### Text segment
Adrienne is a theater-maker/director and voice expert. On the first day in the room, spent mostly talking and getting to know each other further, she explained to us that she sometimes has trouble connecting with people quickly and prefers to have more time to genuinely get to know someone. She considers herself pretty private and has strong opinions about the world that she wants to stick to without coming off as disrespectful. This often inclines her towards listening and observing rather than opening up, especially in early interactions. Adrienne has long been interested in vulnerability but has sometimes found it hard to get there, especially as a younger artist. For much of her life, she defined success by excellence, but she has now realized that such a philosophy made finding vulnerability difficult. So, she spent the past several years exploring and focusing on vulnerability as a theme both in her artwork and in critical reflections and writing.

Sean is a musician and writer of songs, solo compositions, and soundscapes who fronts the soulful roots band Hoots & Hellmouth. He has pushed personal limits a lot in the past few years as part of a shift from focusing on the band to a more complete life of artistry. He participated in a Peruvian jungle retreat that led him to massive communal vulnerability and personal revelations, and has since explored other means of catharsis. He has been thinking about ways to continue to let go of things that he’s been holding onto and how to no longer give shame power over him.

(Coordinate annotation entries)
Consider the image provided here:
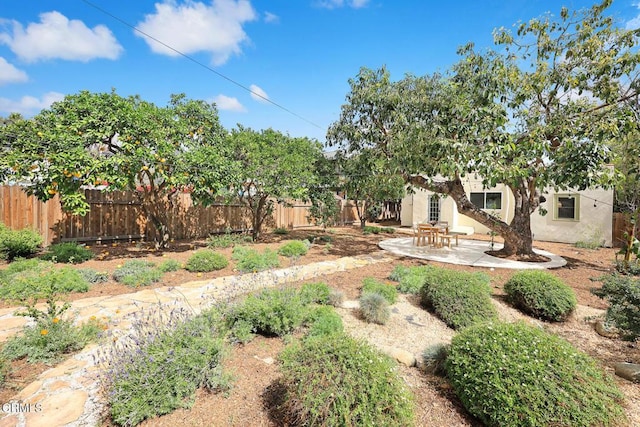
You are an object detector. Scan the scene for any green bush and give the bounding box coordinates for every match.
[305,306,344,337]
[592,274,640,341]
[231,246,280,273]
[389,264,409,282]
[420,267,498,329]
[158,259,180,273]
[76,268,109,284]
[362,277,398,304]
[184,249,229,272]
[100,311,228,426]
[0,258,89,304]
[40,242,93,264]
[278,240,310,258]
[360,292,391,325]
[229,288,306,336]
[445,323,624,427]
[113,259,162,288]
[0,223,43,261]
[362,225,381,234]
[280,334,414,427]
[207,233,251,249]
[300,282,331,305]
[2,317,101,364]
[504,270,578,322]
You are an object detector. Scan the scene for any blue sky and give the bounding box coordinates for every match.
[0,0,640,142]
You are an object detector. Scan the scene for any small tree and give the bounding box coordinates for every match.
[226,126,321,240]
[339,150,405,229]
[327,0,640,258]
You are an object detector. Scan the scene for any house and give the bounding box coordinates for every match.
[401,177,613,247]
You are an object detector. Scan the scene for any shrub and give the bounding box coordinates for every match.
[300,282,331,305]
[2,317,101,363]
[100,310,228,425]
[0,258,89,304]
[158,259,180,273]
[420,267,498,329]
[76,268,109,284]
[446,323,624,427]
[362,225,380,234]
[362,277,398,304]
[329,289,344,307]
[113,259,162,288]
[231,246,280,273]
[40,242,93,264]
[592,274,640,340]
[273,227,289,236]
[230,288,306,336]
[207,232,251,249]
[504,270,577,322]
[389,264,409,282]
[360,292,390,325]
[278,240,310,258]
[184,249,229,272]
[280,334,414,426]
[0,224,43,261]
[306,306,344,337]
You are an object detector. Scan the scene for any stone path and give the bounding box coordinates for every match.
[0,254,394,427]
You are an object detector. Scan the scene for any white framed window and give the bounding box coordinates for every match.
[469,191,502,210]
[553,194,580,221]
[429,194,441,222]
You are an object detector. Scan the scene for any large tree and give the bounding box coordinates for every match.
[327,0,639,258]
[0,91,230,246]
[226,126,322,240]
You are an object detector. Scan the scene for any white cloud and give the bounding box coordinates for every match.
[264,12,280,24]
[136,0,257,65]
[213,94,247,113]
[0,56,29,86]
[0,92,64,116]
[316,0,369,9]
[0,11,123,62]
[249,85,269,102]
[626,2,640,30]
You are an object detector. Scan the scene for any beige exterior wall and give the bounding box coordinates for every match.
[401,178,613,246]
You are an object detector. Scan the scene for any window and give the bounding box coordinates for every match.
[429,194,440,222]
[470,193,502,209]
[554,194,580,221]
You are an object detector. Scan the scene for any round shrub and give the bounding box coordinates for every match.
[280,334,414,426]
[300,282,331,305]
[230,288,307,336]
[362,277,398,304]
[278,240,309,258]
[420,267,498,329]
[360,292,390,325]
[184,249,229,272]
[0,223,43,261]
[445,323,624,427]
[306,305,344,337]
[504,270,577,322]
[40,242,93,264]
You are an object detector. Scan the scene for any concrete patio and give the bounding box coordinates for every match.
[378,237,567,270]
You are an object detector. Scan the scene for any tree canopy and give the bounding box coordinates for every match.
[327,0,640,257]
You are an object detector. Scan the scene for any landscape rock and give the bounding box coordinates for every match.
[613,362,640,383]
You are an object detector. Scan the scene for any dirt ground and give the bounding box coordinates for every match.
[0,228,640,427]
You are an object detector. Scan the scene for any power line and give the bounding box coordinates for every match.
[80,0,323,129]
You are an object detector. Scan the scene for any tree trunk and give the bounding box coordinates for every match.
[408,176,539,260]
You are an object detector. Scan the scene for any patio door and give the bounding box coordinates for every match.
[428,194,441,222]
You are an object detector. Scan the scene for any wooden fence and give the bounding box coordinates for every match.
[0,186,356,245]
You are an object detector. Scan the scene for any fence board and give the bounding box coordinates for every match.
[0,186,364,245]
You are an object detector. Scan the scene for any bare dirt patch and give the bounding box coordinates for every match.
[0,228,640,427]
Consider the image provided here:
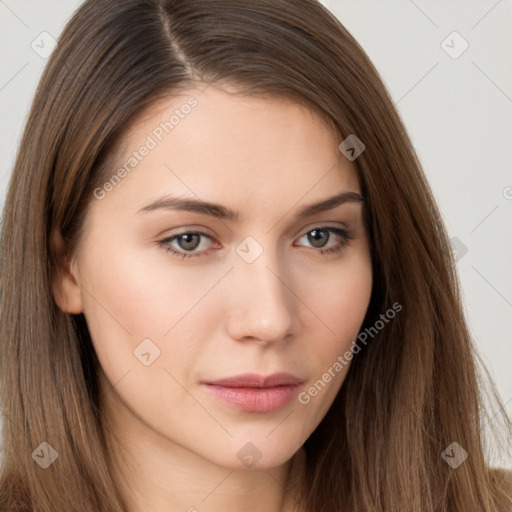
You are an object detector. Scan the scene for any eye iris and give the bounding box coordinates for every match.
[178,233,201,251]
[308,229,329,247]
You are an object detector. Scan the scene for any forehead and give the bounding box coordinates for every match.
[87,86,359,224]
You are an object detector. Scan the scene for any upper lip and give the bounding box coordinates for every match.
[204,372,304,388]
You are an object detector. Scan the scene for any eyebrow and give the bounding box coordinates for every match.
[137,191,365,221]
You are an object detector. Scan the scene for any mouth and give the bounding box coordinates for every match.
[202,373,304,413]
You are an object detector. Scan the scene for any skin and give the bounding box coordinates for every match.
[53,86,372,512]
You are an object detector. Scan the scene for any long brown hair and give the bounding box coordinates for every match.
[0,0,512,512]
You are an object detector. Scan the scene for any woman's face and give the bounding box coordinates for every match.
[60,86,372,468]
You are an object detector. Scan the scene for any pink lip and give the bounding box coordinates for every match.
[203,373,304,412]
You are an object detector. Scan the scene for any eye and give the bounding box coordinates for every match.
[158,226,353,259]
[294,226,353,255]
[158,231,218,259]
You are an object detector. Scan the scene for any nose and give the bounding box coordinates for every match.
[227,253,296,344]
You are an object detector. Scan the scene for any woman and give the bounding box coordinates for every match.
[0,0,512,512]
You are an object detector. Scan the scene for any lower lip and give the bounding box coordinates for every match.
[205,384,299,412]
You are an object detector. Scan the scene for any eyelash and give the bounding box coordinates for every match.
[158,226,353,259]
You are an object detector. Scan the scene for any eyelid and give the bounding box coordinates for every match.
[157,223,354,259]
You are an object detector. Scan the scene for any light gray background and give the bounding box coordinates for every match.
[0,0,512,452]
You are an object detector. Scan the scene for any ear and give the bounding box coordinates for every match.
[50,229,83,315]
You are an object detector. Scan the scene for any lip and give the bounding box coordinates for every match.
[202,373,304,413]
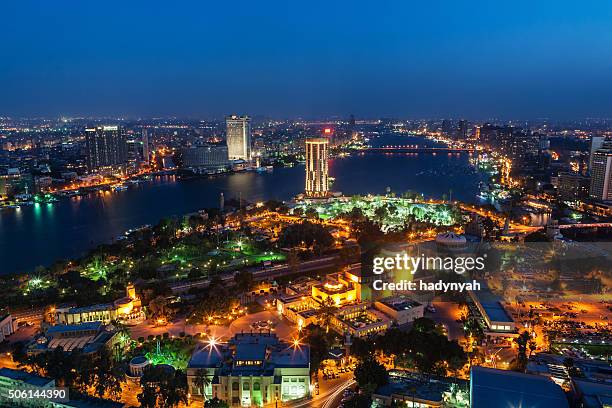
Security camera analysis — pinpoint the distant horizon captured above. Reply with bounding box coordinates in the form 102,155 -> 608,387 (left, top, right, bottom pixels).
0,0 -> 612,120
0,112 -> 612,124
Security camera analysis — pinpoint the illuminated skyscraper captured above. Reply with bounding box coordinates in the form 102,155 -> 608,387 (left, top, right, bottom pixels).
85,126 -> 128,172
225,115 -> 251,160
306,137 -> 329,197
589,141 -> 612,201
142,129 -> 151,164
589,136 -> 606,172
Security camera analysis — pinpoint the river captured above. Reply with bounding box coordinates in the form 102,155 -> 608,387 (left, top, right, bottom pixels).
0,135 -> 488,273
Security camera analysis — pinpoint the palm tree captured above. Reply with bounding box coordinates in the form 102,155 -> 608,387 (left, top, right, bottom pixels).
318,297 -> 338,332
194,369 -> 212,406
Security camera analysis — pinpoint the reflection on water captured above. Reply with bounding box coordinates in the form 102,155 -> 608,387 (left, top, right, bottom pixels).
0,136 -> 479,273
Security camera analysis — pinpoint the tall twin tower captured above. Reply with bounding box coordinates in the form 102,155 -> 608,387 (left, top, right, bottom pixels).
306,137 -> 329,198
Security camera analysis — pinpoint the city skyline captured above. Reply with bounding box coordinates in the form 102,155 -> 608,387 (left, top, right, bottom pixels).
0,1 -> 612,119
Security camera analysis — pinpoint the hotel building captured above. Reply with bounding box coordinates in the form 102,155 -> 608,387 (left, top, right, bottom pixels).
589,141 -> 612,201
306,137 -> 329,198
55,285 -> 145,325
187,333 -> 310,407
85,126 -> 128,173
276,268 -> 424,337
225,115 -> 251,161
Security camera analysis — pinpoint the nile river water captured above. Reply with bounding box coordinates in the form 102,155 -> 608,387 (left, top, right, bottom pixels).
0,135 -> 488,273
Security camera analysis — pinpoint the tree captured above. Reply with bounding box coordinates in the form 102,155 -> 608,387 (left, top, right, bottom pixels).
149,296 -> 174,321
93,349 -> 125,399
137,383 -> 157,408
278,220 -> 334,253
204,397 -> 229,408
514,331 -> 531,371
304,207 -> 319,220
343,394 -> 372,408
138,366 -> 187,408
351,337 -> 374,360
317,297 -> 338,332
306,325 -> 329,373
234,270 -> 253,292
355,356 -> 389,394
194,369 -> 212,406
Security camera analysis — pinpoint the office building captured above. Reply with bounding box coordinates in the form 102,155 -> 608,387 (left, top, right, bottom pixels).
85,126 -> 128,172
0,314 -> 17,343
0,368 -> 125,408
0,169 -> 35,200
225,115 -> 251,161
468,282 -> 516,339
589,136 -> 606,171
306,137 -> 329,197
470,367 -> 569,408
457,119 -> 468,140
55,284 -> 145,324
557,173 -> 590,200
187,333 -> 310,407
142,129 -> 151,165
181,145 -> 229,168
589,141 -> 612,201
27,322 -> 120,357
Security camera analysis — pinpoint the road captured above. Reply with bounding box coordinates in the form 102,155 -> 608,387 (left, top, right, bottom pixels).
170,255 -> 338,293
426,302 -> 464,340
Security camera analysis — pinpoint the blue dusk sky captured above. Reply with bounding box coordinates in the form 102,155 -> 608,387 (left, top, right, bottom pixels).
0,0 -> 612,119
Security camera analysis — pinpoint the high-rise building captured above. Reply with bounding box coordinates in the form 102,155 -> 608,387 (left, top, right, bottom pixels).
85,126 -> 128,172
142,129 -> 151,164
457,119 -> 468,140
589,141 -> 612,201
557,173 -> 589,200
589,136 -> 606,171
181,145 -> 229,168
225,115 -> 251,160
306,137 -> 329,197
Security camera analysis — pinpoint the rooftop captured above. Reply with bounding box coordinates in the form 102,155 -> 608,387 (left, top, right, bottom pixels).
473,282 -> 514,323
470,367 -> 569,408
380,295 -> 421,312
0,368 -> 54,387
47,322 -> 102,336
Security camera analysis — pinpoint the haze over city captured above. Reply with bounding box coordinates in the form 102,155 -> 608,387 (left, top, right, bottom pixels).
0,0 -> 612,408
0,0 -> 612,120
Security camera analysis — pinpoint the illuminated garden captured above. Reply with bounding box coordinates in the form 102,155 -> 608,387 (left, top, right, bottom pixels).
293,195 -> 461,232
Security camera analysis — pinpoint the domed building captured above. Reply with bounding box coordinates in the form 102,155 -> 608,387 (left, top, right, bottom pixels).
436,231 -> 467,252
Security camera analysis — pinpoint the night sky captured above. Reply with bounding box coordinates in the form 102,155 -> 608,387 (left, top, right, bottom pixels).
0,0 -> 612,119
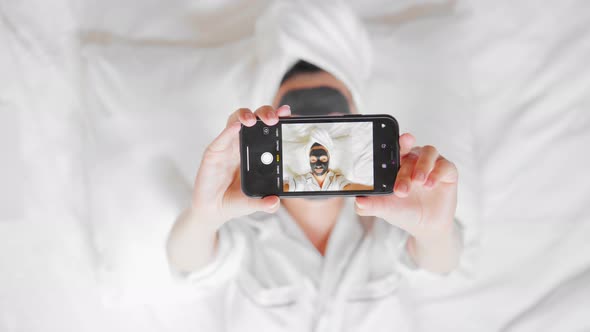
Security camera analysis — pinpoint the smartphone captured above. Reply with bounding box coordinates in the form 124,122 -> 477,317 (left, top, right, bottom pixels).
240,115 -> 400,197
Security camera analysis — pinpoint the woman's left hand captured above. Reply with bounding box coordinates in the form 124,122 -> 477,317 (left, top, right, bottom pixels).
356,134 -> 458,264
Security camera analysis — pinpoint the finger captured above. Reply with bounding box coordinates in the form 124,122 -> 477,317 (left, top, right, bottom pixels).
247,196 -> 281,214
424,157 -> 459,189
393,153 -> 418,197
399,133 -> 416,157
277,105 -> 291,118
354,196 -> 399,219
412,145 -> 439,184
354,196 -> 380,217
207,122 -> 242,152
227,108 -> 256,127
355,196 -> 421,233
254,105 -> 279,126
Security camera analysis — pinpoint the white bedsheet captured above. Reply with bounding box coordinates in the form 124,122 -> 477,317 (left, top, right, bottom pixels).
0,0 -> 590,331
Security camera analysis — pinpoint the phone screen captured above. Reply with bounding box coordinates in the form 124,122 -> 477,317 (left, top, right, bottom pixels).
240,115 -> 399,197
281,121 -> 375,192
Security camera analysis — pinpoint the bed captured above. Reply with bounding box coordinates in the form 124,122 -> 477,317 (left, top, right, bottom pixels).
0,0 -> 590,331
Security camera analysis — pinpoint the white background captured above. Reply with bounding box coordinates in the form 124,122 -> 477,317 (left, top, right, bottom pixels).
0,0 -> 590,331
282,122 -> 373,185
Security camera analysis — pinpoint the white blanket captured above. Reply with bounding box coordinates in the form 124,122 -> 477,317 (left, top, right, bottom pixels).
0,0 -> 590,331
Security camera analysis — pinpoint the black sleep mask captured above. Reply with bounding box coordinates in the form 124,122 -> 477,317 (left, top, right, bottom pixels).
279,86 -> 350,116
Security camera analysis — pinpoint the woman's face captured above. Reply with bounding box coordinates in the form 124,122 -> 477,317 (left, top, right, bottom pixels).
309,145 -> 330,176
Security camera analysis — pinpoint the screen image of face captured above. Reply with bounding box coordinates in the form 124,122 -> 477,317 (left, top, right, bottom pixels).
281,122 -> 374,192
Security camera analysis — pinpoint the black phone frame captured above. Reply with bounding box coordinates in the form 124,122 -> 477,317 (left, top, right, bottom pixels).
239,114 -> 400,198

### Tasks to complete
#1 From the artist profiles, copy the passage that begins at the words "Sean is a musician" and stops after the words "power over him.".
#2 Answer these from the artist profiles:
(a) What band does Sean front?
(b) For much of her life, by what did Adrienne define success?
(c) Where did the retreat Sean took part in take place?
#3 Pick up the artist profiles after their final sentence and write what comes next.

### Written answers
#1
Sean is a musician and writer of songs, solo compositions, and soundscapes who fronts the soulful roots band Hoots & Hellmouth. He has pushed personal limits a lot in the past few years as part of a shift from focusing on the band to a more complete life of artistry. He participated in a Peruvian jungle retreat that led him to massive communal vulnerability and personal revelations, and has since explored other means of catharsis. He has been thinking about ways to continue to let go of things that he’s been holding onto and how to no longer give shame power over him.

#2
(a) Hoots & Hellmouth
(b) Excellence
(c) In the Peruvian jungle

#3
Lorna is a sculptor whose work focuses on anatomy and the body. She explained that she wants to defy the many assumptions people make about her when they look at her, and to break boundaries she may not even know she’s put up for herself. She’s often very isolated in her work and doesn’t talk much, which she said is in part because she’s afraid of being misunderstood or of putting too much of her own emotional weight on other people.

Getting Ready

The next day, when all three were eager to start “doing” rather than just talking, Adrienne brought a bag of personal objects from her past, Sean a slew of old instruments ripe for dismantling, and Lorna a hard drive of videos of her working on previous artistic projects.

One of Adrienne’s objects was a Build a Bear stuffed dog dressed in punk clothes that a group of her former students gave her after she directed them in a play. As the trio talked, Adrienne pulled that toy apart and integrated it with an old ponytail cut from her hair, a card from her grandmother, and the cloth hearts her students had put in the stuffed animal to create a sculpture that felt to me like a 3-D collage of different parts of her life.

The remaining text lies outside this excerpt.